+++ TESTO PROPOSTO

Sono italiano perché da bambino mi dicevano che lo ero.
Sono italiano perché sulla carta geografica, che la maestra aveva alle sue spalle, l’Italia mi sembrava una persona di famiglia.
Sono italiano perché Antonio Gramsci raccontava la storia dell’albero del riccio in una lettera dal carcere al figlio Delio.
Sono italiano perché quando facevo politica il mio partito comunista era italiano.
Sono italiano perché una volta all’Accademia Aeronautica di Pozzuoli misi a tacere il generale Broglio che parlava male dei suoi connazionali.
Sono italiano perché la pasta con le melanzane mi fa sognare e le lasagne verdi mi commuovono.
Sono italiano perché, nella notte della veglia per i venticinque anni dalla morte di Padre Pio, sul sagrato gelido della chiesa di San Giovanni Rotondo scoprivo una per una le coperte e raccoglievo le storie di fede di italiani e italiane di Genova e di Catanzaro, di Padova e di Matera, di Cuneo e di Catania.
Sono italiano perché è vero che il Sud fu maltrattato dai piemontesi ma è vero pure che lo maltrattavano ancora prima i Borbone.
Sono italiano perché venti anni fa nel parco dell’albergo di Stresa trovammo la fiancata dell’auto rigata: era targata Napoli.
Sono italiano perché Bossi è padano.
Sono italiano perché Cesare Pavese e Leonardo Sciascia erano italiani.
Sono italiano perché Fabrizio De Andrè ha gradito il café di don Raffaé.
Sono italiano perché Sergio Leone ha fatto i western meglio degli americani.
Sono italiano perché, a Pisa a quindici anni, piazza dei Miracoli mi sembrò finta tanto era vera e vera tanto era inventata.
Sono italiano perché dalla collina di Coreca ho visto il sole tramontare dietro Stromboli.

++++++

◆ CONSEGNA 1
Nel testo sull'essere italiani, da quali città vengono gli italiani e le italiane di cui si raccolgono le storie di fede sul sagrato della chiesa di San Giovanni Rotondo? Elencale tutte.
◆ CONSEGNA 2
Le seguenti affermazioni concordano con il testo sull'essere italiani? Rispondi sì o no a ciascuna, citando testualmente le parole che lo stabiliscono.
(a) Chi scrive, quando faceva politica, aveva un partito comunista italiano.
(b) Chi scrive vide piazza dei Miracoli a Pisa all'età di vent'anni.
(c) Dalla collina di Coreca chi scrive ha visto il sole tramontare dietro l'Etna.

+++ INSIEME DI DATI

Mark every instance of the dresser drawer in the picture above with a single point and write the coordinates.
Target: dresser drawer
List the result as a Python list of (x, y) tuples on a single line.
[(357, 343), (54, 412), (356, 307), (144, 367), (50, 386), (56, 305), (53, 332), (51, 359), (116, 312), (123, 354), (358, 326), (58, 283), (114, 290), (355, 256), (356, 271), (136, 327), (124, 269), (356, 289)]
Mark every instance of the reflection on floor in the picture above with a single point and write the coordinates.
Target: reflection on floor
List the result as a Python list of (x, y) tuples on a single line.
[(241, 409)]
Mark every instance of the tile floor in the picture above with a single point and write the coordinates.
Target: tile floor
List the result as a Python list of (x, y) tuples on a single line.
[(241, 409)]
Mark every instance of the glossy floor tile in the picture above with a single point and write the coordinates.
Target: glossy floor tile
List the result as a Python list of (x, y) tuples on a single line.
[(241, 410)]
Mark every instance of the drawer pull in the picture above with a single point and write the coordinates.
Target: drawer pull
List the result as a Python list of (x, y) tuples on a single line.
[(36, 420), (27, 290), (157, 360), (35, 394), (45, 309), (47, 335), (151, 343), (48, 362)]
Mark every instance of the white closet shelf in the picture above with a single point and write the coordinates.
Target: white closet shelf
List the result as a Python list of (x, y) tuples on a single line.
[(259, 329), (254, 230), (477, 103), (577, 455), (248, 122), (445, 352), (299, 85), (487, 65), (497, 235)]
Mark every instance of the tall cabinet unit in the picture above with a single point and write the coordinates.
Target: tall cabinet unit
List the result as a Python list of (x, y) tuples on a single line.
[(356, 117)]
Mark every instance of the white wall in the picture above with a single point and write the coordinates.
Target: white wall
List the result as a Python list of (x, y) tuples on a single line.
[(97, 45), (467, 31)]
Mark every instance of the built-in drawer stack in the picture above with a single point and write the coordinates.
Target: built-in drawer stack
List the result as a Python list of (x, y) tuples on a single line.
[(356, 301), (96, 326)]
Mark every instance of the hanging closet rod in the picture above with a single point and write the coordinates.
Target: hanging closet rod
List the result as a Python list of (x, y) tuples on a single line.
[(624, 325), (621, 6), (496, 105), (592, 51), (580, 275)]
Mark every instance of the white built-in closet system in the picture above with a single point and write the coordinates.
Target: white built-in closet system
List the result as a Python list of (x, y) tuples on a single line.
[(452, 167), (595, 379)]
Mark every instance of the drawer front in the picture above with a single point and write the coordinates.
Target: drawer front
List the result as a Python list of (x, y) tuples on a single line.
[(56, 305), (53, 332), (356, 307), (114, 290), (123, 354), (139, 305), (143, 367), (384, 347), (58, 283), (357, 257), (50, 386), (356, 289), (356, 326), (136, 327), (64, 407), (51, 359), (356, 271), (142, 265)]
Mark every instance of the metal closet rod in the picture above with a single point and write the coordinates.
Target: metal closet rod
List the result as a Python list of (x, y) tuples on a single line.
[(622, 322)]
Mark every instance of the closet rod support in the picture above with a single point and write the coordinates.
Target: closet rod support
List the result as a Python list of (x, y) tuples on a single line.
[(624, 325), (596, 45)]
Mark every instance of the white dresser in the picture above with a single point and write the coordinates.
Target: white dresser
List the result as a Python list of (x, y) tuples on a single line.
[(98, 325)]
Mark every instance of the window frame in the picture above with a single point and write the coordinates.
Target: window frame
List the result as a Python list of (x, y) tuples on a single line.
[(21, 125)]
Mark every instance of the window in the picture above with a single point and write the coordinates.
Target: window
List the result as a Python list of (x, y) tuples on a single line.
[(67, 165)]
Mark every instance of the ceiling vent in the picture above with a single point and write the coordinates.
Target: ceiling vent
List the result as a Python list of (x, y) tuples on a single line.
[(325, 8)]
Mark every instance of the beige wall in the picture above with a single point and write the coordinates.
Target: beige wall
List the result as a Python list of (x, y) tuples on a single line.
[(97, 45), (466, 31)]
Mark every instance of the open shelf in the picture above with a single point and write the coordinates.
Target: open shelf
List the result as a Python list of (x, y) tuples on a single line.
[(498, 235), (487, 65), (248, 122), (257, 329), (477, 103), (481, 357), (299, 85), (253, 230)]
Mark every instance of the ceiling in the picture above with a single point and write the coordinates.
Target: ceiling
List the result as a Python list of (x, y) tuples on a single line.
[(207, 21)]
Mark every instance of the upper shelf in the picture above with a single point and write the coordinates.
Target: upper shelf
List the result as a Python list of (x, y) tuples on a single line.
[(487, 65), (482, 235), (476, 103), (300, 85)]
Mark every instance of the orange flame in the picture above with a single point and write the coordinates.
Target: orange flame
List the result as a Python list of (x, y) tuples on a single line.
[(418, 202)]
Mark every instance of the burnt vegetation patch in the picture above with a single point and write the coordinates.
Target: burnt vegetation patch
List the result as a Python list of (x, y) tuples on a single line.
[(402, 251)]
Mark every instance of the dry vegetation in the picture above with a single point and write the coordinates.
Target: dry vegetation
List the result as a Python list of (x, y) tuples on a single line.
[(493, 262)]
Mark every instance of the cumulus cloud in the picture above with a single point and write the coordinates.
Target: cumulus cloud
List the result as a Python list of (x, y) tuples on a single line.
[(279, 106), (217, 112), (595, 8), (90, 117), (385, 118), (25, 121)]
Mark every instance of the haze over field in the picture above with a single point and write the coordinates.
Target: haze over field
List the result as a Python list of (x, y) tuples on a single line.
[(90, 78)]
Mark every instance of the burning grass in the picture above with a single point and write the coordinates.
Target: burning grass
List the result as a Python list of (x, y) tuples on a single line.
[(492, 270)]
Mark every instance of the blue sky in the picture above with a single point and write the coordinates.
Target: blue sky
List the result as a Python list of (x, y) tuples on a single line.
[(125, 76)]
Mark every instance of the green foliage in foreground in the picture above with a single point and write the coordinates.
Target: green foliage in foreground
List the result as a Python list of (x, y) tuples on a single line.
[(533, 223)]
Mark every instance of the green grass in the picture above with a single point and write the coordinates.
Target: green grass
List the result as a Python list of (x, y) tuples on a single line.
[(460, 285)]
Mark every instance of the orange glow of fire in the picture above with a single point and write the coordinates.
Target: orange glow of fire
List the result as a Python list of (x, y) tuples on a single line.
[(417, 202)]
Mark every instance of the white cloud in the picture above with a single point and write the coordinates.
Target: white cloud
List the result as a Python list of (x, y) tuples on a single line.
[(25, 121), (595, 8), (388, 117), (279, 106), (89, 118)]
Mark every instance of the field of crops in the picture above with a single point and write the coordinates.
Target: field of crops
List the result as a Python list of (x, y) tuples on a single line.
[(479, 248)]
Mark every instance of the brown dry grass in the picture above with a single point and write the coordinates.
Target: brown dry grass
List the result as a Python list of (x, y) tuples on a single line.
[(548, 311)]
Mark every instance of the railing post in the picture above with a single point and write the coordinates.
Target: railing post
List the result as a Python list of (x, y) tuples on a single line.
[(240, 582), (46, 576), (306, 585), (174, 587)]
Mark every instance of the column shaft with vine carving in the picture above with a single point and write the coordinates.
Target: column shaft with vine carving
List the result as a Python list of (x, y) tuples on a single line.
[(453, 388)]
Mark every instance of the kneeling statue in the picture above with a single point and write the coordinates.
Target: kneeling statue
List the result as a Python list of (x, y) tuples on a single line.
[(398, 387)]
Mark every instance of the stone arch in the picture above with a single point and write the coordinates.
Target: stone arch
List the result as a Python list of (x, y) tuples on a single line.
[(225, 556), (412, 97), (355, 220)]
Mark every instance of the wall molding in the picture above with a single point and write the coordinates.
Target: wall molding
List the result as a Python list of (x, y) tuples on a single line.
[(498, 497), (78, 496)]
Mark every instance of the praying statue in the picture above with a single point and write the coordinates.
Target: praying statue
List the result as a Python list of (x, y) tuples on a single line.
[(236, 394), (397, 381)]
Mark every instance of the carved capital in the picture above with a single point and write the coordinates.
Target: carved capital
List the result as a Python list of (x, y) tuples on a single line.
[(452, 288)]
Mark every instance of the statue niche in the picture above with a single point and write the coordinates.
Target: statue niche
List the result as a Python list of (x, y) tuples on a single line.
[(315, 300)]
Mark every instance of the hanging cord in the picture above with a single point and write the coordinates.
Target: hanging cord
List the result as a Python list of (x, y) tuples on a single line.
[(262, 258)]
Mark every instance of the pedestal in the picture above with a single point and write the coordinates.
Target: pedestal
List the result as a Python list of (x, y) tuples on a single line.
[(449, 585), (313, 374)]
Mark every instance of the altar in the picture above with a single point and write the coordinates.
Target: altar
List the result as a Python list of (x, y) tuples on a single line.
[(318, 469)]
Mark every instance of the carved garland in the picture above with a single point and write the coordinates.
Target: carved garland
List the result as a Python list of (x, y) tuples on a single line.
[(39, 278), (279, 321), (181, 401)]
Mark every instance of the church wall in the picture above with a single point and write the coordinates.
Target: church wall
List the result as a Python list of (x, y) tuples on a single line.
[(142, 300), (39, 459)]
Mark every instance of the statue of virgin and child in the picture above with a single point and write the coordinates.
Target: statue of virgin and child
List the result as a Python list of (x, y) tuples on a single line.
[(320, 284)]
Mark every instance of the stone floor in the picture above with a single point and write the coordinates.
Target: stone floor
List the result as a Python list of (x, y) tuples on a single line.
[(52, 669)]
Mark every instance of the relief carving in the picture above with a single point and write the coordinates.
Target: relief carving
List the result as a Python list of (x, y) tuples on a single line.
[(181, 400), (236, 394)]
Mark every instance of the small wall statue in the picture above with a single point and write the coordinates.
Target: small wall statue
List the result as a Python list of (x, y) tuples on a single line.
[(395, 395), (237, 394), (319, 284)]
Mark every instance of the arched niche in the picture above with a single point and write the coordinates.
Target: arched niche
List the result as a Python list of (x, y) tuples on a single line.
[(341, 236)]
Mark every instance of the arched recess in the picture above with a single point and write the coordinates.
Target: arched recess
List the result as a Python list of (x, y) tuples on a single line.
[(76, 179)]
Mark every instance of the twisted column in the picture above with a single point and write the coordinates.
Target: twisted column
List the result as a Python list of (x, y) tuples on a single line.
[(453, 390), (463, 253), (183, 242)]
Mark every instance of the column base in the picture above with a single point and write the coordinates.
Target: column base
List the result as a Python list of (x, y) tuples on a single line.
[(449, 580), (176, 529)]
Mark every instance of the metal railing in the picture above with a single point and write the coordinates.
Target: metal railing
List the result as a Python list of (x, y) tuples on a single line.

++++++

◆ RISPOSTA COMPLETA 1
Genova, Catanzaro, Padova, Matera, Cuneo, Catania.

◆ RISPOSTA COMPLETA 2
(a) Sì: "quando facevo politica il mio partito comunista era italiano".
(b) No: "a Pisa a quindici anni, piazza dei Miracoli mi sembrò finta".
(c) No: "dalla collina di Coreca ho visto il sole tramontare dietro Stromboli".